# ABOUT THIS EXERCISE
The result should be the lines from the one holding "Hi there! Can you please detect the stone" to the final line of the records, retyped exactly.

(Records from a data collection)
┌──

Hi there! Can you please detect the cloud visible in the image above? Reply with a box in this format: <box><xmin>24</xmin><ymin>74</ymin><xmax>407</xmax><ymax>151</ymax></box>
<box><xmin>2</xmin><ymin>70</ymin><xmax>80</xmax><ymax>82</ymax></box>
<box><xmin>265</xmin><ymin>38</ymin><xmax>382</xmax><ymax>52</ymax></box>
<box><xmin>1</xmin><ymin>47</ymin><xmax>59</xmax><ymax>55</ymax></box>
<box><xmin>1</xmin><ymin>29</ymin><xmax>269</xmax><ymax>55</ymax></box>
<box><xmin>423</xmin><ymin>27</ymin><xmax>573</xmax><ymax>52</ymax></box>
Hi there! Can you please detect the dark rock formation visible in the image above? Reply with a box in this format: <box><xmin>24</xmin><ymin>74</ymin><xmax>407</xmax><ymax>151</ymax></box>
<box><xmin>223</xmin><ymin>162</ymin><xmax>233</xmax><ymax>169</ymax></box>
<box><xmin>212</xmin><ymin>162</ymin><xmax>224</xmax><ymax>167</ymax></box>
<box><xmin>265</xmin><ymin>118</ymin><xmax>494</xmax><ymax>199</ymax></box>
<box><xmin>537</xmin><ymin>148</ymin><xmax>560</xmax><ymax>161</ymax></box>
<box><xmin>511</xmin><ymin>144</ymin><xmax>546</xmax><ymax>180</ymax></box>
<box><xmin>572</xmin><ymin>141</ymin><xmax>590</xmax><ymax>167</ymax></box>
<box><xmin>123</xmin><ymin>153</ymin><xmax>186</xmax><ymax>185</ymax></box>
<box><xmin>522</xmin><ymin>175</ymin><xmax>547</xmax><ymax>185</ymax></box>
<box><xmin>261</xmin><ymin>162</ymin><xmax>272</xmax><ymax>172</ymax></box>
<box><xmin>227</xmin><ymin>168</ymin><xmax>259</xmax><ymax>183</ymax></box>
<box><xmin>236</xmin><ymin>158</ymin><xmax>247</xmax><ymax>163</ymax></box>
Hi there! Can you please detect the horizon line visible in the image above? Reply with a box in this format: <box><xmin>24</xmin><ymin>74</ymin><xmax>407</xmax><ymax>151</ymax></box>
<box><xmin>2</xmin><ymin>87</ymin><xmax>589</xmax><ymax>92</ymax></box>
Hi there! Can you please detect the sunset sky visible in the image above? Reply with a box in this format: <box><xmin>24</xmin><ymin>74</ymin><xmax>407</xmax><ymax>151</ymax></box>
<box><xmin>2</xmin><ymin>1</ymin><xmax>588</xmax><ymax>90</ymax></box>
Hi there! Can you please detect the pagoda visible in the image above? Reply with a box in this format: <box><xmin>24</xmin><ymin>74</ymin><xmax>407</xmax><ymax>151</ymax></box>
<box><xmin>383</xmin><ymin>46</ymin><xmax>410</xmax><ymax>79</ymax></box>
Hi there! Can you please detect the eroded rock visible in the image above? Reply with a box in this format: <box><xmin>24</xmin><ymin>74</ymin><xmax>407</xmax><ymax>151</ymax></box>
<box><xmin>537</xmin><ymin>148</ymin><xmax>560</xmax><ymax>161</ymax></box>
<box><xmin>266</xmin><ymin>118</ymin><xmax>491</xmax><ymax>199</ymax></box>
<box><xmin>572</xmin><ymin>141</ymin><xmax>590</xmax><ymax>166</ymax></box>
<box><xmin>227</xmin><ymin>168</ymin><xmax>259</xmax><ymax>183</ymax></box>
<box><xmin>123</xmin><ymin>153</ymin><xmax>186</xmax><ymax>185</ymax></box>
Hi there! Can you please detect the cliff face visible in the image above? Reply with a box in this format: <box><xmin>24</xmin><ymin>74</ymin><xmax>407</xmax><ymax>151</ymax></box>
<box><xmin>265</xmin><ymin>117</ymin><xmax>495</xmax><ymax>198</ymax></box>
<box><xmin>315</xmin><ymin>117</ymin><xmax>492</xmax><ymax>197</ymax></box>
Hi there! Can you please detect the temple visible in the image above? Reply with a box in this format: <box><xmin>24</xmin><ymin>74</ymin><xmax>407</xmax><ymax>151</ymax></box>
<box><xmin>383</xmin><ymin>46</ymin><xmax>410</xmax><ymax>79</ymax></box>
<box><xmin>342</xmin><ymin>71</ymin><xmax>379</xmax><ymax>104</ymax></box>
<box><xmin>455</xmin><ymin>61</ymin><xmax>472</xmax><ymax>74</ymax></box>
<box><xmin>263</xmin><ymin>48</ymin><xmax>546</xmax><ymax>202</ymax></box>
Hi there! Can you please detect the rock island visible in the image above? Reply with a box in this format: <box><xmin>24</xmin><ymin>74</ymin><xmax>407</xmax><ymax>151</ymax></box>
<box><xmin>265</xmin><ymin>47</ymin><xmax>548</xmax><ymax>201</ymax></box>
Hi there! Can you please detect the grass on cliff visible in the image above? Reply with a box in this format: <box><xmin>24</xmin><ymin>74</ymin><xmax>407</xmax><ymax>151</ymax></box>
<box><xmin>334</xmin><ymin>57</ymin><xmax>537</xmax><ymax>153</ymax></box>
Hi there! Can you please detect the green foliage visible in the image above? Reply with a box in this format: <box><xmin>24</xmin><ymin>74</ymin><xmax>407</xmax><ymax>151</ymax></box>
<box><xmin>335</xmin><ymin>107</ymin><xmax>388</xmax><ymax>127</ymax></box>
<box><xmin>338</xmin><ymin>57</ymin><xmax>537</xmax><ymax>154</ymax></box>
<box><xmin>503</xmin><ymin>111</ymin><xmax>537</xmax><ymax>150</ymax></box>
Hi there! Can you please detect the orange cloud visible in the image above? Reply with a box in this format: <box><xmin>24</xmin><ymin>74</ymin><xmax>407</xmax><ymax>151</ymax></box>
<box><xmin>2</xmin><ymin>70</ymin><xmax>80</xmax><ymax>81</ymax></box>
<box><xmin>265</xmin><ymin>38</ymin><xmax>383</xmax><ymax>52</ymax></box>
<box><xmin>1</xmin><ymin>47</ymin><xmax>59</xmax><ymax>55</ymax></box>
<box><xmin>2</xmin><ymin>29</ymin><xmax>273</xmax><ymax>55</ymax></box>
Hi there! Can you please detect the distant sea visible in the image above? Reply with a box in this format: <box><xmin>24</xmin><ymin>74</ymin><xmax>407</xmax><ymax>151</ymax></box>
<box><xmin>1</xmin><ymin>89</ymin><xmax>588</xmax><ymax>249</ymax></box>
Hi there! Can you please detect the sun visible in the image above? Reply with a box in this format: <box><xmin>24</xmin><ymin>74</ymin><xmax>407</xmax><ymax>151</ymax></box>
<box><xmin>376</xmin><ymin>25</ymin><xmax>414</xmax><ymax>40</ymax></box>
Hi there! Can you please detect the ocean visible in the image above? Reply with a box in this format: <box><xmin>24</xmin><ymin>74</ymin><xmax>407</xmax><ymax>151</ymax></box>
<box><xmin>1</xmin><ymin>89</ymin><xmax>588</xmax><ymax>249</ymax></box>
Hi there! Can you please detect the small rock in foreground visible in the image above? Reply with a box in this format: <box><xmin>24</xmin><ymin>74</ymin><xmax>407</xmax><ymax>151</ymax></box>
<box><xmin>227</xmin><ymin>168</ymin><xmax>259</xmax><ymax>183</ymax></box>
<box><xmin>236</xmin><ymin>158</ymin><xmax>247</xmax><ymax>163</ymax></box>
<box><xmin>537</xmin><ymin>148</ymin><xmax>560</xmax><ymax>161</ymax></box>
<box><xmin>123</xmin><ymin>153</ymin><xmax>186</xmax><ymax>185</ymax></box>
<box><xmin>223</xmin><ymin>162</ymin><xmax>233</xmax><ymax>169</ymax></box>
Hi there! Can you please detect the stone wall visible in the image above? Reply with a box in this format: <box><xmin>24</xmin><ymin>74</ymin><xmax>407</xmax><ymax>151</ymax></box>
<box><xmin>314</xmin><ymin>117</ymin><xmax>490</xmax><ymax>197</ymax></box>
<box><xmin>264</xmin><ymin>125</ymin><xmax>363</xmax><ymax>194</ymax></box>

└──

# RESULT OF THIS EXERCISE
Hi there! Can you please detect the stone wall visible in the image above? Reply with a box in this format: <box><xmin>24</xmin><ymin>74</ymin><xmax>407</xmax><ymax>151</ymax></box>
<box><xmin>314</xmin><ymin>117</ymin><xmax>490</xmax><ymax>197</ymax></box>
<box><xmin>264</xmin><ymin>125</ymin><xmax>363</xmax><ymax>194</ymax></box>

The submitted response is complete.